• **Excerpted data**
* * *

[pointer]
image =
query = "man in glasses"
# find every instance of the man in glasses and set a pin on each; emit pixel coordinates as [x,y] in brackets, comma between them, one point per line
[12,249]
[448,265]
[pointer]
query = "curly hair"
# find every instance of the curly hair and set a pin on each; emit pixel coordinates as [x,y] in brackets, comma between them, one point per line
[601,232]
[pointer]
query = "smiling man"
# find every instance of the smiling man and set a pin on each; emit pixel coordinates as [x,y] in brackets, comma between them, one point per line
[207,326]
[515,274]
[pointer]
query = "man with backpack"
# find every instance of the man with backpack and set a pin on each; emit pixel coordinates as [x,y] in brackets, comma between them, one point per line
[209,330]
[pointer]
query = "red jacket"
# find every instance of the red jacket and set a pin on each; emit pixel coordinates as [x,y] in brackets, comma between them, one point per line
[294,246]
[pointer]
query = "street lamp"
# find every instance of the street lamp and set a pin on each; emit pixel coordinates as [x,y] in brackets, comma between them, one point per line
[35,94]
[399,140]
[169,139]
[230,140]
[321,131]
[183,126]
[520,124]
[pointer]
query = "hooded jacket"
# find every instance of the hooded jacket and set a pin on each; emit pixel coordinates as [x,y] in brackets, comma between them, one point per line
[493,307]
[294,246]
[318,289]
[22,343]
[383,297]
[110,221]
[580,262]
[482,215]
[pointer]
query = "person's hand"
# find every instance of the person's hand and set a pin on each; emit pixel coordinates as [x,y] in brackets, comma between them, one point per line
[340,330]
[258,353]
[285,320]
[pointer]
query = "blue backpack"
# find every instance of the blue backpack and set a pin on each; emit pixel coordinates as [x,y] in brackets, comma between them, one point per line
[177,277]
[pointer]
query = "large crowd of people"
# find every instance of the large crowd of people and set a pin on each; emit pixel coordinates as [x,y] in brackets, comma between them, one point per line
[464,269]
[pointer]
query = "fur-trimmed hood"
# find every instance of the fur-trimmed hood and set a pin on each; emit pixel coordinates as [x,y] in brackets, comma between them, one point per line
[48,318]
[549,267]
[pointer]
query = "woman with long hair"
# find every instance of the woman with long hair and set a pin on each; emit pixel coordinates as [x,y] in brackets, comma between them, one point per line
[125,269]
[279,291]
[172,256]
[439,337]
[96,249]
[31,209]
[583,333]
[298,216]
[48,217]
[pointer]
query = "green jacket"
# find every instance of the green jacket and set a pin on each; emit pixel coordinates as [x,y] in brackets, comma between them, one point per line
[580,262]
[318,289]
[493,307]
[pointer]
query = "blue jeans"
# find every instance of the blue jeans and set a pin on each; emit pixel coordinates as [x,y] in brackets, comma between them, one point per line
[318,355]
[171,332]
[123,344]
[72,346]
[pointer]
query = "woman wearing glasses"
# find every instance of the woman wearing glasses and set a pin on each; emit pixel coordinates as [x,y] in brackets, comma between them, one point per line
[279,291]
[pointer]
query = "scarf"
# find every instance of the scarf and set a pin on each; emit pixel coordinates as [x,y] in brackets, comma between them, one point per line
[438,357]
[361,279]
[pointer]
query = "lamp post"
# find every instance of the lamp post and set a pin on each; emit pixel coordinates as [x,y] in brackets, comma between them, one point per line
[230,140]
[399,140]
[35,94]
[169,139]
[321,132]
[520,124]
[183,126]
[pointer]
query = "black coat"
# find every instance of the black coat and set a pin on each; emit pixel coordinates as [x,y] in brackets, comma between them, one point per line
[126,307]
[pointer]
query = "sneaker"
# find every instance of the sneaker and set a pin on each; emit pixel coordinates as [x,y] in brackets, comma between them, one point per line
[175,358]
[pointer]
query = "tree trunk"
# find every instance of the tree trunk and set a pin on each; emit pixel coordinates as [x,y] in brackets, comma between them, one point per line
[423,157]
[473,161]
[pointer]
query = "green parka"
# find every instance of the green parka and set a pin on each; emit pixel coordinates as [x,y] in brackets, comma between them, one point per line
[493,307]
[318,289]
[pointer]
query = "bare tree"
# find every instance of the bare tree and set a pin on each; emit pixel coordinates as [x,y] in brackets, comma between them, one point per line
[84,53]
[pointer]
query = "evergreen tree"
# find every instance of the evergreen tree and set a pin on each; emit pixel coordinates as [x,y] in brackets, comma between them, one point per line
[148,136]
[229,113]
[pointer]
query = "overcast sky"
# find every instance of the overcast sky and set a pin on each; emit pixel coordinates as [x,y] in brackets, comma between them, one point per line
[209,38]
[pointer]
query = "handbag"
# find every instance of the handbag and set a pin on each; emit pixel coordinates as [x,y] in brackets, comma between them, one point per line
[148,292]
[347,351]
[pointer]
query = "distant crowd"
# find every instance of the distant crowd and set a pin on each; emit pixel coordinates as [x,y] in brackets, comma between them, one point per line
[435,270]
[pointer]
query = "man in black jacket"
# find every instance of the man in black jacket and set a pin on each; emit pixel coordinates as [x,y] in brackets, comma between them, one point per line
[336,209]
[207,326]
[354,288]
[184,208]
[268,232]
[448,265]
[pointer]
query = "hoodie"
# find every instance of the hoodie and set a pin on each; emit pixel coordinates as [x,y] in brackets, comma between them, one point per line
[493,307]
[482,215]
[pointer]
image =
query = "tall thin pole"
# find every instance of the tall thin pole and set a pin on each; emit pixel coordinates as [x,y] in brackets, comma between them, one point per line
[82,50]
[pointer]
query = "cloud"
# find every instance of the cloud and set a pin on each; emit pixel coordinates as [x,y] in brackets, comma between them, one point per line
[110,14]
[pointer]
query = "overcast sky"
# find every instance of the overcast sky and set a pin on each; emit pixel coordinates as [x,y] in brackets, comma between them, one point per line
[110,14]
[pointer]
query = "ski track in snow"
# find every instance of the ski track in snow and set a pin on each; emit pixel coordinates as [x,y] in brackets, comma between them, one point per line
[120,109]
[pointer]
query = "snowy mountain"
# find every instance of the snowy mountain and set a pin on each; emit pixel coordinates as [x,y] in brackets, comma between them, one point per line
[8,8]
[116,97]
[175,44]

* * *

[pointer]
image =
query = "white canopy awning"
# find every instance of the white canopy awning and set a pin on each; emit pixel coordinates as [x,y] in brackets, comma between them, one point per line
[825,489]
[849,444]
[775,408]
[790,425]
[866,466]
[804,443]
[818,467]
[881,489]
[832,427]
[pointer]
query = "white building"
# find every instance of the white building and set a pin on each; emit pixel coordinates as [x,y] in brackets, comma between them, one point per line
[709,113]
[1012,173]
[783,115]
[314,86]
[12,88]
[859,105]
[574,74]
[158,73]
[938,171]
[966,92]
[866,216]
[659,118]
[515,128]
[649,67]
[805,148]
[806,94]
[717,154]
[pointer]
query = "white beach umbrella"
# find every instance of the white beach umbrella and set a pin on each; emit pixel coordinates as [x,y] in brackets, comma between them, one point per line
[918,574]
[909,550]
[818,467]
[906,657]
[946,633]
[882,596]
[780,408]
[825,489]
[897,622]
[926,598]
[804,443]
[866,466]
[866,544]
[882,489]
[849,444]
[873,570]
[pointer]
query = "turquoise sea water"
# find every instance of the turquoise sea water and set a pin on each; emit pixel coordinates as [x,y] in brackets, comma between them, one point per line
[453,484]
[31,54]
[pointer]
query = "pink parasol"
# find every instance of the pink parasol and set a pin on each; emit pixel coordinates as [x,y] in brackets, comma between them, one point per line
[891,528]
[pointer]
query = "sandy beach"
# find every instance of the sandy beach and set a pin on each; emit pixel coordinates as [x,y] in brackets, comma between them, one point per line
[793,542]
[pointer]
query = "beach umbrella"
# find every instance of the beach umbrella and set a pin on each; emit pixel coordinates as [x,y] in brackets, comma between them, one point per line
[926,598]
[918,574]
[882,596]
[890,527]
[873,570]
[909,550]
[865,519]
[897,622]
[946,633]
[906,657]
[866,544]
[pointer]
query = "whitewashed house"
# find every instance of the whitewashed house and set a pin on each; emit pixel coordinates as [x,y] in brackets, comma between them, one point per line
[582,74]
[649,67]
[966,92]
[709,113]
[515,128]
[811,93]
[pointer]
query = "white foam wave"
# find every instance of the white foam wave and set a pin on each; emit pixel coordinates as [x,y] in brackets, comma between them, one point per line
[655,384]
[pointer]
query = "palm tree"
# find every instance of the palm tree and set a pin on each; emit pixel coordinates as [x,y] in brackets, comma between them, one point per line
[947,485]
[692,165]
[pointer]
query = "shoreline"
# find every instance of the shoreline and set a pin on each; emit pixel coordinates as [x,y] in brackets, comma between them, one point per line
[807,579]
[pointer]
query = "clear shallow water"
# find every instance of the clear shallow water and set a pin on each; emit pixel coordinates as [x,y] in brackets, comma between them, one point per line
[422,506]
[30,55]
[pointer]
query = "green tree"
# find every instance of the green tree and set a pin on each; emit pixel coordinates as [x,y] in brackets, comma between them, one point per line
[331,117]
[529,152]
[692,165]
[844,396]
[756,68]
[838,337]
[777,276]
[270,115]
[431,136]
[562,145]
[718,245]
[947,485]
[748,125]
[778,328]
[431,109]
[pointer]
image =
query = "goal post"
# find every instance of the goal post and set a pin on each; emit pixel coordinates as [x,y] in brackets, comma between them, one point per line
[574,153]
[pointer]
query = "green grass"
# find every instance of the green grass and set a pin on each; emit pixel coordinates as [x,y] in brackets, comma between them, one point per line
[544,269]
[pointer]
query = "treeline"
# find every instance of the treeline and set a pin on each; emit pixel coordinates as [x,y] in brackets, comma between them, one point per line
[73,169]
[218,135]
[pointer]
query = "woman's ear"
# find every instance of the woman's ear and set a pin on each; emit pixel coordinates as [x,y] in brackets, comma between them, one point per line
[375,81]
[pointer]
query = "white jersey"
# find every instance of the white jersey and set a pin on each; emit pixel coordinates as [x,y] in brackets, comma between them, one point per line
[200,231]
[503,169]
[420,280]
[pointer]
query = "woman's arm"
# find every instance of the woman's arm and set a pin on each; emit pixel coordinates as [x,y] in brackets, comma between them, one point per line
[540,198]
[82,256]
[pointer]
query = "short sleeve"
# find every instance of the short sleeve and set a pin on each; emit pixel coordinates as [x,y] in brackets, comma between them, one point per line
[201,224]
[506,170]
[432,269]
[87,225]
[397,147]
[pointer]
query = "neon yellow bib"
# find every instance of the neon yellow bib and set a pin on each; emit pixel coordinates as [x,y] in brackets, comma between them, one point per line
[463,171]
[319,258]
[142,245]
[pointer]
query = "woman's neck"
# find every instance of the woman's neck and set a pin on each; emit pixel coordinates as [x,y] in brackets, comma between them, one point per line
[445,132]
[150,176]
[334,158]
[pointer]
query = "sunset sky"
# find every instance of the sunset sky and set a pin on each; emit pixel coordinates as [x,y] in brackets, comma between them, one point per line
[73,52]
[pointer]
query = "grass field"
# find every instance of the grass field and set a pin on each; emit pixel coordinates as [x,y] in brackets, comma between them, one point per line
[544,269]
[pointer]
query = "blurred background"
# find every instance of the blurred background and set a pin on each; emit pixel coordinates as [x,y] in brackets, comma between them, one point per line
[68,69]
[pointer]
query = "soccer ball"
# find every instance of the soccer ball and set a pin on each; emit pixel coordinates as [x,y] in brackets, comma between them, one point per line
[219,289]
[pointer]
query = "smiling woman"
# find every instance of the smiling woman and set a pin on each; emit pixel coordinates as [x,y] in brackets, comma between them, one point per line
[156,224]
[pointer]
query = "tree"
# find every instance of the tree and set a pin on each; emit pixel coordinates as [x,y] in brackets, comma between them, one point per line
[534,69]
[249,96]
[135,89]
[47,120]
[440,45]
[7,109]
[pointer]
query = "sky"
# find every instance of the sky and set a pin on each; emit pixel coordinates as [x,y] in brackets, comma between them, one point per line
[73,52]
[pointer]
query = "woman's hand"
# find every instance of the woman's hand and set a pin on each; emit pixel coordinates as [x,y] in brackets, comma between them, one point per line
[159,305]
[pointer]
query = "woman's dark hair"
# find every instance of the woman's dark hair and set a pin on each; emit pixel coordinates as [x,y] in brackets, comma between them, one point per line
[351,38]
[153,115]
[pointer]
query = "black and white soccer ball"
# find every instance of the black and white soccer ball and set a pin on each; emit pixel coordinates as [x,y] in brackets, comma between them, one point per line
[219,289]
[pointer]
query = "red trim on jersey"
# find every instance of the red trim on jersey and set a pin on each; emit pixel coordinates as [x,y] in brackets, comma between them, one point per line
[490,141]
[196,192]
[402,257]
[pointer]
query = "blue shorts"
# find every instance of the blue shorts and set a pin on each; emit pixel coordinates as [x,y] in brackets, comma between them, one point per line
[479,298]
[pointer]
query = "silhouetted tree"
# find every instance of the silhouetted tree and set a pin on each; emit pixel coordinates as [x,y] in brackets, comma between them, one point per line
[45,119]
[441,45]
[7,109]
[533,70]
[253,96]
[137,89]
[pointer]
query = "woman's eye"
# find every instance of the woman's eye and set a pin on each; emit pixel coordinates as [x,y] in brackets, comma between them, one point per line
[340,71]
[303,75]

* * *

• **Directions**
Give only the number of lines in the entries above that contain the word "backpack".

• **Task answer**
4